# Anyone know what size the Dana is in our goats?



## mtn goat (Jan 11, 2006)

I am trying to order my Detroit Locker for the rear and for the life of me cannot figure out what size Dana rearend I have. The LSD from the factory is lousy so I am upgrading. I thought someone here may know. Thanks!


----------



## GTO JUDGE (May 14, 2005)

mtn goat said:


> I am trying to order my Detroit Locker for the rear and for the life of me cannot figure out what size Dana rearend I have. The LSD from the factory is lousy so I am upgrading. I thought someone here may know. Thanks!


*
3.46:1

FYI Compression is 10:1*


----------



## 05GTO (Oct 6, 2004)

mtn goat said:


> I am trying to order my Detroit Locker for the rear and for the life of me cannot figure out what size Dana rearend I have. The LSD from the factory is lousy so I am upgrading. I thought someone here may know. Thanks!


I believe it is a 9" housing, I read somewhere it can be replaced with a 9" ford IRS which will give a better selection of lockers and ring/pinion gears.

Have you checked out the Kaaz 2 Way LSD


----------



## oldsow (Aug 6, 2006)

http://www.difftechnics.com.au/gto.html

did you try looking here? 9 inch IRS for the GTO, straight from aussie land.
they have lots of different solutions.
Good luck.


----------

__Box annotations for photos__:
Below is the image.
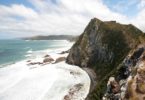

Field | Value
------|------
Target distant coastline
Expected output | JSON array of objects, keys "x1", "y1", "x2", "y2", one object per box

[{"x1": 21, "y1": 35, "x2": 78, "y2": 41}]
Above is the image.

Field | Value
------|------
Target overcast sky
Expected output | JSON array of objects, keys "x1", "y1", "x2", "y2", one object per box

[{"x1": 0, "y1": 0, "x2": 145, "y2": 39}]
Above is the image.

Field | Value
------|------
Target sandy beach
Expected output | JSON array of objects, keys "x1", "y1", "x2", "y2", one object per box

[{"x1": 0, "y1": 44, "x2": 90, "y2": 100}]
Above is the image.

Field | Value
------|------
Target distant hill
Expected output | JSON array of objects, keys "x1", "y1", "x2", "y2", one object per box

[
  {"x1": 66, "y1": 18, "x2": 145, "y2": 100},
  {"x1": 22, "y1": 35, "x2": 78, "y2": 41}
]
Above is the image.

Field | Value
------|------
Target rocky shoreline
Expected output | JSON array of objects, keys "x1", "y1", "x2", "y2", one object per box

[{"x1": 66, "y1": 18, "x2": 145, "y2": 100}]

__YOUR TASKS__:
A – List the usernames of everyone who posts in the Dana rear end thread.
B – Translate this sentence from the Dana rear end thread into Spanish: "The LSD from the factory is lousy so I am upgrading."
C – According to GTO JUDGE in the Dana rear end thread, what is the compression?
These entries aren't needed for any of the work.

__ANSWERS TO THE EXERCISE__:
A –
mtn goat
GTO JUDGE
05GTO
oldsow

B – El LSD de fábrica es pésimo, así que lo estoy mejorando.

C – 10:1